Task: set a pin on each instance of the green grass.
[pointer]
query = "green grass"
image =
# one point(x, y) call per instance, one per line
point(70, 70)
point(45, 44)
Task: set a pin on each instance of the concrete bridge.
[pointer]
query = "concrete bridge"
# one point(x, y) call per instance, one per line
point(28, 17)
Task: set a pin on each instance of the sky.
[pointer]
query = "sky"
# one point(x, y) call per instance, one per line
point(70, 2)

________________________________________

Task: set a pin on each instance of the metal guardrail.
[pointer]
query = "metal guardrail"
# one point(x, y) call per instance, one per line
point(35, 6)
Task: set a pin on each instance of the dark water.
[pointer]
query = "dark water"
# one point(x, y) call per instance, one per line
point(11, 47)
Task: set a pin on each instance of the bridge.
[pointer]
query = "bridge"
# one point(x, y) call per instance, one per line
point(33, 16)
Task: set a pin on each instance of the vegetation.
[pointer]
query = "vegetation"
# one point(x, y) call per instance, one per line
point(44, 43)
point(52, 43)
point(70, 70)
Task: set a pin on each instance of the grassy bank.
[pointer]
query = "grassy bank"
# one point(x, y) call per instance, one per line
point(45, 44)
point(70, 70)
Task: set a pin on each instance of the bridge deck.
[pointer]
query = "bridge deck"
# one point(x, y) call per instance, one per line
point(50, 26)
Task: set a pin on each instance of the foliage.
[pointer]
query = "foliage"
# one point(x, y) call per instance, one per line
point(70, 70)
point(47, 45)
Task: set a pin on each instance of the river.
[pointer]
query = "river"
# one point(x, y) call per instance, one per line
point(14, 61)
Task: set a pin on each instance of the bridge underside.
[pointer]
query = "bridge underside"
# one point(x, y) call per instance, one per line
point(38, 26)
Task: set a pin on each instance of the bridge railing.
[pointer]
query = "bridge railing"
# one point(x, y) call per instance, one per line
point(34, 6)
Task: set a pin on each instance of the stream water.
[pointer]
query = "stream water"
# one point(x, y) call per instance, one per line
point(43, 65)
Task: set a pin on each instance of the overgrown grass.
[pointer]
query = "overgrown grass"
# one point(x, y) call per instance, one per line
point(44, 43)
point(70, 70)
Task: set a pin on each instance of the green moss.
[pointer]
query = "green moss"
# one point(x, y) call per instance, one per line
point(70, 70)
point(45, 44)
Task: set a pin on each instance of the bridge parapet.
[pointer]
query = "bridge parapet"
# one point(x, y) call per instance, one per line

________________________________________

__Task prompt__.
Rescale the material between the lines holding "Task: set a pin on each instance of the concrete" and "point(70, 2)", inclusive, reproducing every one of those lines in full. Multiply each point coordinate by 0.35 and round it to a whole number, with halves rounded up.

__Problem solution__.
Task: set a pin on each instance of the concrete bridge.
[pointer]
query = "concrete bridge"
# one point(x, y) call per instance, one per line
point(10, 6)
Task: set a pin on each instance of the sky.
[pointer]
query = "sky"
# one point(x, y) call per instance, one per line
point(25, 1)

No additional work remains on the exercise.